■ Trecho do texto
▶
Por Ricky Nobre
Soa medieval que seja possível que um homem como Harvey Weinstein conseguisse manter um comportamento tão criminoso durante tanto tempo, saindo não apenas impune, mas com a conivência da própria estrutura da indústria de entretenimento. Ele e o irmão comandaram a Miramax com mão de ferro, e muitos de seus críticos sustentavam que eles conduziam os negócios com lógica de máfia. Isso pode parcialmente explicar como ele conseguiu abusar de tantas mulheres por tantos anos impunemente, com ações que iam do assédio ao estupro. O novo filme da cineasta e atriz alemã Maria Schrader chega adaptando o livro das jornalistas do New York Times responsáveis pela primeira grande reportagem que denunciou os crimes do poderoso chefão de Hollywood.
Ela Disse não escapa da fórmula dos filmes de reportagem, da longa tradição de Todos os Homens do Presidente (1974) e sofre de suas limitações, como pouco espaço para desenvolvimento de personagens, ou mesmo tempo hábil para cobrir nuances paralelos de todo um sistema que é claramente muito maior do que a figura isolada de Weinstein. Esteticamente, Schrader parece confortável em seguir seus antecessores, com fotografia dessaturada e uma paleta monocromática ditada pelo próprio ambiente dos escritórios dos jornais e dos figurinos. A montagem, principalmente no primeiro ato, se atém ao mínimo necessário para compreender o início da investigação, o que a torna um tanto picotada. Mas o que tira o filme, ainda que de forma tímida, porém efetiva, de uma certa frieza típica dos filmes investigativos é a forma como a direção torna toda a questão abordada como algo próximo das jornalistas.
O olhar feminino da direção é fundamental na humanização de todas as envolvidas. Detalhes familiares e íntimos das duas protagonistas, como a rotina doméstica, as longas horas de trabalho ou mesmo a depressão pós-parto de uma delas salvam a narrativa de se tornar uma mera sequência de fatos e evidências e torna todo o trabalho um grande esforço feito por pessoas reais. Nisso, o elenco tem especial contribuição, sendo Carey Mulligan e Samantha Morton as mais notáveis. O filme não se intimida em tornar alguns momentos abertamente emocionais, o que é feito sem grandes manipulações melodramáticas, mas dentro da realidade emocional das personagens. Adicionando veracidade ao filme, uma das principais testemunhas, a atriz Ashley Judd aparece como ela mesma em duas cenas importantes, enquanto Gwyneth Paltrow e Judith Godrèche participam apenas em voz em conversas telefônicas. Rose McGowan também é retratada em conversas telefônicas, mas preferiu não participar.
◀
■ Enunciado a
Conte quantas linhas dos registros abaixo contêm a palavra "sign" e responda somente com o número.

■ Material fornecido
▶
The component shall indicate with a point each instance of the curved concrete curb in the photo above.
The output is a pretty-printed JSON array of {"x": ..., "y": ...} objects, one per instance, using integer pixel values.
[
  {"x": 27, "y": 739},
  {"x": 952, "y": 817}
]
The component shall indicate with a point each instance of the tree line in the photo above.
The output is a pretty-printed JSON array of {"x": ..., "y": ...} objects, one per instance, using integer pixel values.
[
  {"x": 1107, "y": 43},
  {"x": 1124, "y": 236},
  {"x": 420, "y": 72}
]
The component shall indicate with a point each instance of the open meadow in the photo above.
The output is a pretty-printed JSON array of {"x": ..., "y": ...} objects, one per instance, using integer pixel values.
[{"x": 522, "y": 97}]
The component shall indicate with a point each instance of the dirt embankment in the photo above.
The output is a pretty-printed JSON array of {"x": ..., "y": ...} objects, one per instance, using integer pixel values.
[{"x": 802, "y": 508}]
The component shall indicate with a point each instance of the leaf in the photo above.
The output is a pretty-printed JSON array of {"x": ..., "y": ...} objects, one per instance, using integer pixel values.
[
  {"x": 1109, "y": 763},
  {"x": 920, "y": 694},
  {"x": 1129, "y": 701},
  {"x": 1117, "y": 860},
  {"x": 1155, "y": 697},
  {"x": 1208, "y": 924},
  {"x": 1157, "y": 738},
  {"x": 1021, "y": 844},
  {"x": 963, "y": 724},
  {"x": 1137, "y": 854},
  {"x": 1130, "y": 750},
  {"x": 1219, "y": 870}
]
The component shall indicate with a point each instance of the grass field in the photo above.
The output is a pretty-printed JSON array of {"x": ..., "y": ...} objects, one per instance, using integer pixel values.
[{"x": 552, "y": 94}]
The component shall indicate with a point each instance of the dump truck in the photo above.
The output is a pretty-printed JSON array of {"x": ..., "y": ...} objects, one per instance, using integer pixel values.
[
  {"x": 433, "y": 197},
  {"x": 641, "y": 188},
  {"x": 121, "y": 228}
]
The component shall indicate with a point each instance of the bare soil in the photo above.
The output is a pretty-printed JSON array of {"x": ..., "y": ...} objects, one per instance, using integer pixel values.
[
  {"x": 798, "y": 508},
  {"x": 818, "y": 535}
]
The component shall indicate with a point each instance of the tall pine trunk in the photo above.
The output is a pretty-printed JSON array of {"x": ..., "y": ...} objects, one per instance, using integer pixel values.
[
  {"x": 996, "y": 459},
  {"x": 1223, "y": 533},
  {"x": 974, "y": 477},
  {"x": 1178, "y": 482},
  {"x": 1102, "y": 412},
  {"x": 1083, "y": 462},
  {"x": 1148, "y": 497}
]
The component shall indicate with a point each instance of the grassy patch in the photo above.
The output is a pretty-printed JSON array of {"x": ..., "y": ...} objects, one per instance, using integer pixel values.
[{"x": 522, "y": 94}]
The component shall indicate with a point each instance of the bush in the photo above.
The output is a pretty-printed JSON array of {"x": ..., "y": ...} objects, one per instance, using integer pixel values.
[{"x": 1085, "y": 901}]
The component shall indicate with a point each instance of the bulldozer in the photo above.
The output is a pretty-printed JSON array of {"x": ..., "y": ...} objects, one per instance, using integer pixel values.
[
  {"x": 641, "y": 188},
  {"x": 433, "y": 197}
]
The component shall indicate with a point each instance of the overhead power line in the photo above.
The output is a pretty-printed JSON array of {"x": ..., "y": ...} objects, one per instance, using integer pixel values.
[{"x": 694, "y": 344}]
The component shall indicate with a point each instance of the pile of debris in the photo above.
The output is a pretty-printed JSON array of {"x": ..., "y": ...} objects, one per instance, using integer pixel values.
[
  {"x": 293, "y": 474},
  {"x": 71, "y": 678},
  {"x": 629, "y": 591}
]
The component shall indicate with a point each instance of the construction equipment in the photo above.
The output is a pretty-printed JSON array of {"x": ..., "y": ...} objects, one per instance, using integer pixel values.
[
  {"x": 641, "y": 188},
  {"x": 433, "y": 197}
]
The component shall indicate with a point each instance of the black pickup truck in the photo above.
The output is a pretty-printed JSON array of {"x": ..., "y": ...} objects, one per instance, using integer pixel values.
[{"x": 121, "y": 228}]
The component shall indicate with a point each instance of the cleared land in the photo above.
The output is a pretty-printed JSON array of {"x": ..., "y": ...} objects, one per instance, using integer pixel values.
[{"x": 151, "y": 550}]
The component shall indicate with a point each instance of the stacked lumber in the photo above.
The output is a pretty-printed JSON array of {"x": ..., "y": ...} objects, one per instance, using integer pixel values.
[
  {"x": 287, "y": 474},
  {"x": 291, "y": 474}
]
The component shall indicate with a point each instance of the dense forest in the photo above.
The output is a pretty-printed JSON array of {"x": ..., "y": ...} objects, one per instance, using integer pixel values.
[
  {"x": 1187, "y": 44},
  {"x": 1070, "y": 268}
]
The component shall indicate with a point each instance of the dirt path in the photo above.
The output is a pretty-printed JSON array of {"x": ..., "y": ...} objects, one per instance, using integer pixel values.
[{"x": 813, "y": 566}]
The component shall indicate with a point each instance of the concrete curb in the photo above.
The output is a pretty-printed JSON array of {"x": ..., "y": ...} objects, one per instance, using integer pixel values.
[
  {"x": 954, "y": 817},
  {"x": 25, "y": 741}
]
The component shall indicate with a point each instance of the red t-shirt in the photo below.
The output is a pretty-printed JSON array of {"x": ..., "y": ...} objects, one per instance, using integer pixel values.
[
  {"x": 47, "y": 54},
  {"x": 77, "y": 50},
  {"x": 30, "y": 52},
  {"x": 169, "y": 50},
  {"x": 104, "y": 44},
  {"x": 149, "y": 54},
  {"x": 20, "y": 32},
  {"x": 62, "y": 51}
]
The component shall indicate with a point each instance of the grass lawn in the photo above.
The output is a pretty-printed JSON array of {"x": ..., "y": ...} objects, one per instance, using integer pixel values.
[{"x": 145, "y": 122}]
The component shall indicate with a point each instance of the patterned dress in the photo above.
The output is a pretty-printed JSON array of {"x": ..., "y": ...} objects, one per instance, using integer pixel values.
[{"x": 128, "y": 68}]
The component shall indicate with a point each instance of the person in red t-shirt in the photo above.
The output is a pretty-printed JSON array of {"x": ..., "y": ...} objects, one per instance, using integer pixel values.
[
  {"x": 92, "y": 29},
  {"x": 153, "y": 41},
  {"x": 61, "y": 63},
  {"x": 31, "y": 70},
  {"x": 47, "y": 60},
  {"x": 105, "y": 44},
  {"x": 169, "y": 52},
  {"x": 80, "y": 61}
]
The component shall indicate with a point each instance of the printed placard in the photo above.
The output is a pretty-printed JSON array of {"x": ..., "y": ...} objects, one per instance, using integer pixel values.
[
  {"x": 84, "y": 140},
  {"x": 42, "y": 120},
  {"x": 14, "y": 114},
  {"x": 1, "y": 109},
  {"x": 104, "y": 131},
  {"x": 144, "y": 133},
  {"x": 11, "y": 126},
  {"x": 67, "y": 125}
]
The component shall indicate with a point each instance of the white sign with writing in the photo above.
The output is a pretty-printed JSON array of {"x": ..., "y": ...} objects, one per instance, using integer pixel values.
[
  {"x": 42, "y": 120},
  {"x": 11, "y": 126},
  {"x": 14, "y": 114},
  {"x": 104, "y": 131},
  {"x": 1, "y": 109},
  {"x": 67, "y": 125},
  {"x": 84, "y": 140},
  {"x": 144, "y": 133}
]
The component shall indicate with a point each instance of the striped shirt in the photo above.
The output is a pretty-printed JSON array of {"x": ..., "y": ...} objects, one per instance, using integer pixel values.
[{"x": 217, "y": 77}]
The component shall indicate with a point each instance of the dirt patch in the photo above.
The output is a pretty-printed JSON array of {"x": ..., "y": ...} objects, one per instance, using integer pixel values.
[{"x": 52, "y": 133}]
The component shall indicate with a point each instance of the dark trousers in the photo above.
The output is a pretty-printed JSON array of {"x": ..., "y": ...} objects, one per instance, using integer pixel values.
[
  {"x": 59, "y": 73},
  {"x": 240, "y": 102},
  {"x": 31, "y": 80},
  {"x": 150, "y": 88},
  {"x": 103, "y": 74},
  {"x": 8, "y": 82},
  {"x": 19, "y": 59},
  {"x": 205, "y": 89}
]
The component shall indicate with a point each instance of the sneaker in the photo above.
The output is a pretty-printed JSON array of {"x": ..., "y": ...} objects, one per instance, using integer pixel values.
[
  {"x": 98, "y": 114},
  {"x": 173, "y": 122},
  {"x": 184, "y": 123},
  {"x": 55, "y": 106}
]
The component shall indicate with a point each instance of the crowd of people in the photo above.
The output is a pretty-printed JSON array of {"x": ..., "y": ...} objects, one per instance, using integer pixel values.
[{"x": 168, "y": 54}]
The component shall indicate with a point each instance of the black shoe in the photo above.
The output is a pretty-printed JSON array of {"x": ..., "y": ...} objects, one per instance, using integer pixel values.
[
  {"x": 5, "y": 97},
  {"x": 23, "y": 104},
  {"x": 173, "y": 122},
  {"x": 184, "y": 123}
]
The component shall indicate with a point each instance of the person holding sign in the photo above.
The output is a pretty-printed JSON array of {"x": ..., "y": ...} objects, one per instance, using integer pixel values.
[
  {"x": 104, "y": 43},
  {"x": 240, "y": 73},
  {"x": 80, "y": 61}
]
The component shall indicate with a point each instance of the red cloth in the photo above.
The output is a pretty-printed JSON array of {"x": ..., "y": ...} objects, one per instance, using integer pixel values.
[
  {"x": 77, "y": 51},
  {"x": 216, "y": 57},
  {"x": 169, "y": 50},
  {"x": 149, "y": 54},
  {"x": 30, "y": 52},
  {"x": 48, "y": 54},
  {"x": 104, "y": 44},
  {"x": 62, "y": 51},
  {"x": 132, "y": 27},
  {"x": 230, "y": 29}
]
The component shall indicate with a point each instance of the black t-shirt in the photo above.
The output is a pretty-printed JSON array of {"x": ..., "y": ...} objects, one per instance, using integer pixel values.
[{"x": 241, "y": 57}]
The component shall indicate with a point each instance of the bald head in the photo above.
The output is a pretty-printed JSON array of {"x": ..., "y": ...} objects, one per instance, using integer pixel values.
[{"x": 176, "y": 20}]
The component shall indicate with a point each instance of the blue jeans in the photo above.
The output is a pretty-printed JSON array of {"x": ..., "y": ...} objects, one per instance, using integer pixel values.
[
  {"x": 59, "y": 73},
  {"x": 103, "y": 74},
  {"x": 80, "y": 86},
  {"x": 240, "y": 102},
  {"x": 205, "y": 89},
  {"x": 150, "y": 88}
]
◀
■ Enunciado b
Copie da crítica de Ela Disse o trecho entre "Por Ricky Nobre" e "chefão de Hollywood.", inclusive.

■ Resposta a
2

■ Resposta b
Por Ricky Nobre
Soa medieval que seja possível que um homem como Harvey Weinstein conseguisse manter um comportamento tão criminoso durante tanto tempo, saindo não apenas impune, mas com a conivência da própria estrutura da indústria de entretenimento. Ele e o irmão comandaram a Miramax com mão de ferro, e muitos de seus críticos sustentavam que eles conduziam os negócios com lógica de máfia. Isso pode parcialmente explicar como ele conseguiu abusar de tantas mulheres por tantos anos impunemente, com ações que iam do assédio ao estupro. O novo filme da cineasta e atriz alemã Maria Schrader chega adaptando o livro das jornalistas do New York Times responsáveis pela primeira grande reportagem que denunciou os crimes do poderoso chefão de Hollywood.